Problems to solve:
(a) Can you restate the stretch from "- LSTM models" through "complex but powerful." in the passage on the three model architectures, changing "powerful" to "expressive"?
(b) What would come next in the passage on the three model architectures? Write a continuation that picks up after its last sentence.

Passage provided:

————————

The three architectures chose will be architectures that will work soundly given the interpolated annual series and pooled data across many sites. Here are the three options

**Model A — Dense Feedforward Neural Network (MLP)**

- This will treat each (site, year) row as independent input (features include current-year covariates and lag features).
- MLP models are very simple, fast, and robust with tabular data. This will be a good baseline choice.

**Model B — LSTM Sequence Model**

- For each site, this will feed sequences of past T years (e.g., 10 years 2005–2014) to predict next-year prevalence.
- LSTM models have temporal patterns but they need sequential data.

**Model C — Transformer-like Time-Series Model (Temporal Transformer Encoder)**

-These are similar to LSTM but uses self-attention.
- They are good at learning long-range dependencies.
- They are also strong for many time steps and many sites.
- They are more complex but powerful.

The Keras implementations of all three will be run and comparism will be done on the MAE on test data for(2020). Then the best will be chosen for full retrain.

————————

Dataset extract:
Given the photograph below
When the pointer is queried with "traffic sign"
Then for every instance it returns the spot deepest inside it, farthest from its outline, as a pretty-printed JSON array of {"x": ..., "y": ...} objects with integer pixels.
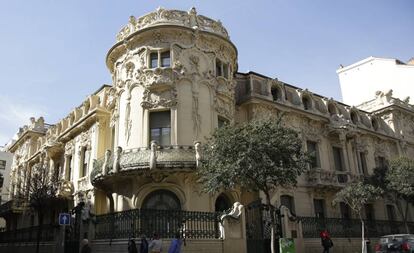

————————

Task-by-task answers:
(a)
- LSTM models have temporal patterns but they need sequential data.

**Model C — Transformer-like Time-Series Model (Temporal Transformer Encoder)**

-These are similar to LSTM but uses self-attention.
- They are good at learning long-range dependencies.
- They are also strong for many time steps and many sites.
- They are more complex but expressive.

(b)
**Model A (MLP Model)**

In [24]:
import tensorflow as tf
from tensorflow.keras import layers, models, callbacks

def build_mlp(input_dim, hidden_units=[256,128], dropout=0.2):
    inp = layers.Input(shape=(input_dim,))
    x = inp
    for h in hidden_units:
        x = layers.Dense(h, activation='relu')(x)
        x = layers.BatchNormalization()(x)
        x = layers.Dropout(dropout)(x)
    out = layers.Dense(1, activation='linear')(x)
    model = models.Model(inputs=inp, outputs=out)
    model.compile(optimizer='adam', loss='mse', metrics=['mae'])
    return model

mlp = build_mlp(X_train.shape[1])
es = callbacks.EarlyStopping(monitor='val_loss', patience=10, restore_best_weights=True)
history = mlp.fit(X_train, y_train, validation_split=0.1, epochs=200, batch_size=128, callbacks=[es])
preds_mlp = mlp.predict(X_test).squeeze()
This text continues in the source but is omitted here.